Passage provided ->
::::::::

Manufacturing limitations affect the development of products and technologies ranging from pharmaceuticals and health care to energy harvesting, semiconductors and biotechnology — stifling innovation with high costs, small build areas and slow production times.
Researchers at Texas A&M University are seeking to implement a new method of manufacturing 3D nanostructured surfaces consisting of multiple materials by using a high-throughput, high-precision technique.
Dr. Dorrin Jarrahbashi, assistant professor in the J. Mike Walker '66 Department of Mechanical Engineering, is part of a team recently awarded a three-year grant from the National Science Foundation to continue their pursuit of the advancement.
"The created technology can be used in multiple applications and expedite the technological advances in sectors where cost or low-speed production inhibits manufacturing multifunctional nanostructured components," said Jarrahbashi.
Jarrahbashi is working alongside co-principal investigator Dr. Amir Asadi, assistant professor in the Department of Engineering Technology and Industrial Distribution.
"The results from this research will equip multiple U.S. industries with a new scalable manufacturing technique and thus benefit the U.S. economy and society with increased domestic job opportunities and more public access to smart technology," said Asadi.
Jarrahbashi said that the team has established a new in-house, spray-deposition manufacturing technique. It uses supercritical carbon dioxide (CO2) to assist with atomization and create very fine and uniform micron-size droplets containing nanoparticles. By engineering the self-assembly of multiple materials inside the deposited droplets, they can fabricate multifunctional, nanostructured components — all without the need for costly preparations or the use of hazardous solvents.
The new process will allow for large-scale, reduced-cost, fast manufacturing of 3D nanostructured surfaces with sizes ranging from a micrometer to a centimeter. Examples of functional coating applications include wearable electronics, smart textiles and paints, antennas and electronic devices.
The use of this new spray deposition technique — along with the combination of multiple materials, including polymer, carbonaceous, and ceramic nanomaterials and tailored patterns — is also expected to enable new levels of multifunctionality.

::::::::

Excerpted records ->
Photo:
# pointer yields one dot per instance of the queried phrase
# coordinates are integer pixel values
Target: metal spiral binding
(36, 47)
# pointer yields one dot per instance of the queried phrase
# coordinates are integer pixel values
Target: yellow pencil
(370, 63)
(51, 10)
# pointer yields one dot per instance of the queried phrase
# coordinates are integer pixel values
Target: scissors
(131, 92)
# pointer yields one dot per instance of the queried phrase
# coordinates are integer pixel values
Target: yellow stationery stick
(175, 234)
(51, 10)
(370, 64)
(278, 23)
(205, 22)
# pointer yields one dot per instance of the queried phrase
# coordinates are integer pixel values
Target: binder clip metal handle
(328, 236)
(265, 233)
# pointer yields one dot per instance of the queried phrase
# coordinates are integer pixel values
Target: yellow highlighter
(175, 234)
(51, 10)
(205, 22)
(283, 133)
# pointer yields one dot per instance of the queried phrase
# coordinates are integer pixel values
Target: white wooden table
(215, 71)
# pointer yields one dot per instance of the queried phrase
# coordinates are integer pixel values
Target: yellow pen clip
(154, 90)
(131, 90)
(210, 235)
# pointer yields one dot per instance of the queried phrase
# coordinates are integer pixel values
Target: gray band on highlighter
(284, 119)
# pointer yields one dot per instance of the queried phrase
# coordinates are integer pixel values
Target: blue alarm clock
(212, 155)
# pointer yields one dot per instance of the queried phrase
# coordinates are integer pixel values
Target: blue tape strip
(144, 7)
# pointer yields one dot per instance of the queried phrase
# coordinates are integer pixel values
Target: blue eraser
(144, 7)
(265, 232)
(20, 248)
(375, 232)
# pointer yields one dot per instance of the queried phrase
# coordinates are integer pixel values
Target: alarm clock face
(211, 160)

::::::::

Tasks for this exercise ->
1. Answer these questions using the article on 3D nanostructured surfaces:
(a) How long is the grant the team received from the National Science Foundation?
(b) What substance does the spray-deposition technique use to assist with atomization?
(c) What range of sizes does the new process allow for the manufactured surfaces?
2. Carry on the article on 3D nanostructured surfaces from its last sentence.
The entries are separate material, unrelated to the article on 3D nanostructured surfaces.

Written responses ->
1.
(a) Three years.
(b) Supercritical carbon dioxide (CO2).
(c) From a micrometer to a centimeter.

2.
"Nanostructured surfaces, often fabricated by depositing and patterning nanomaterials on desired substrates, are essential to provide functionalities such as structural, electrical, thermal, magnetic, optical and audio in many devices," Asadi said. "This project supports the development of a manufacturing process that enables scalable and high-precision manufacturing of multifunctional nanostructured surfaces with multiple materials without the need for costly preparations or use of hazardous solvents."
The team is seeking to overcome the challenges of current methods, such as slow and costly treatments and a narrow selection of materials limited by compatibility and small build areas. Their proposed method focuses on the use of nontoxic water, CO2 and pristine nanomaterials that can be integrated into existing manufacturing lines or additive manufacturing stations to integrate large volumes of nanomaterials with high precision.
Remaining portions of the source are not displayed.